**EXERCISE GOAL**
Copy everything from the line containing "Please mark the young" through the end of the items, changing "tall pine trunk" to "tall fir trunk" and leaving all else unchanged.

----------------

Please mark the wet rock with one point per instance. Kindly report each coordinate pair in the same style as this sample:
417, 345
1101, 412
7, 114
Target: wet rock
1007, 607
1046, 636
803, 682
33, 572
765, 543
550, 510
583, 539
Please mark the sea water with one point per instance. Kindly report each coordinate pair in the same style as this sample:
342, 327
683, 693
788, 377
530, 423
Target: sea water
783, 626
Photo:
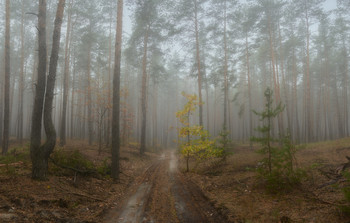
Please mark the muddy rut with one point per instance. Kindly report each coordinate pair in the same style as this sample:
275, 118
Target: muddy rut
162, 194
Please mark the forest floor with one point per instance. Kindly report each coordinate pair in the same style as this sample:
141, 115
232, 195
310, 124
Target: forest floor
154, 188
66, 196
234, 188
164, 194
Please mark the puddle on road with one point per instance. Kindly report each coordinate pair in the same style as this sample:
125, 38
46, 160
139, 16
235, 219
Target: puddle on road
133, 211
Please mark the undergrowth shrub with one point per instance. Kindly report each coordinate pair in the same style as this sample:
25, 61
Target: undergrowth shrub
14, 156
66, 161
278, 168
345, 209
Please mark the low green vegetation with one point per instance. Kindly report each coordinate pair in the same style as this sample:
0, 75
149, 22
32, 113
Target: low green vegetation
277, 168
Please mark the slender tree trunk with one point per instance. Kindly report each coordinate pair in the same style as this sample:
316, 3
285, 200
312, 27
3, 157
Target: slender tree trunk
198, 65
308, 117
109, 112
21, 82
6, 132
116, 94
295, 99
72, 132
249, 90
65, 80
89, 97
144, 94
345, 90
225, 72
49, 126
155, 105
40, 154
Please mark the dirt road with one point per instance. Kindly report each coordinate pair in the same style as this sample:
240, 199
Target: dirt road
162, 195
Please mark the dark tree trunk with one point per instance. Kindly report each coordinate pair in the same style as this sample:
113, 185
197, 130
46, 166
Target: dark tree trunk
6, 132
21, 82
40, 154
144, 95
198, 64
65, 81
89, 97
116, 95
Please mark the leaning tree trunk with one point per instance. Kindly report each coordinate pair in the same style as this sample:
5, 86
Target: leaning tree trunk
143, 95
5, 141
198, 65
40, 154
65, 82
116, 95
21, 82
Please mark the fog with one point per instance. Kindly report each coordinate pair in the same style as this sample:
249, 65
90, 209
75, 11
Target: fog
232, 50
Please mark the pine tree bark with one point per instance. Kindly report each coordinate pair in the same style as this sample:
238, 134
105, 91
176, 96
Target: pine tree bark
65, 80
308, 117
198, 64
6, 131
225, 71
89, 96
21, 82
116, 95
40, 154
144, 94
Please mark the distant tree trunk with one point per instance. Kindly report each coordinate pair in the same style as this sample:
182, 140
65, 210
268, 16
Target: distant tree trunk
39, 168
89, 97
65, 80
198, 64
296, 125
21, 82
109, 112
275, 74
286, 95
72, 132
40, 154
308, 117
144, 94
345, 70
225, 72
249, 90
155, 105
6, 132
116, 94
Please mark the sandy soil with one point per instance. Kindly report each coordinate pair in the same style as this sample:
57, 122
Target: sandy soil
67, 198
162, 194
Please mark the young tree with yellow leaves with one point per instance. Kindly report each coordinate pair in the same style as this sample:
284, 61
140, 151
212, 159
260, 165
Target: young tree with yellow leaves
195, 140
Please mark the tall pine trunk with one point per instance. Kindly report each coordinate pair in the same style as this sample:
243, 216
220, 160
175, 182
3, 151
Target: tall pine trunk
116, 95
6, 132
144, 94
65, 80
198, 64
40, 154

----------------

**SOLUTION TO THIS TASK**
Please mark the young tree with yellow leaves with one point per instance. Kindly report each coordinate pair in the same style as this sample:
284, 61
140, 151
212, 159
260, 165
Target: young tree with yellow leaves
195, 140
Please mark the tall fir trunk with one point per instance. Kindly report each coordinate pair in the same style as this sample:
243, 216
220, 160
175, 182
3, 151
Target: tall fir trunk
116, 95
6, 132
144, 94
65, 80
198, 64
40, 154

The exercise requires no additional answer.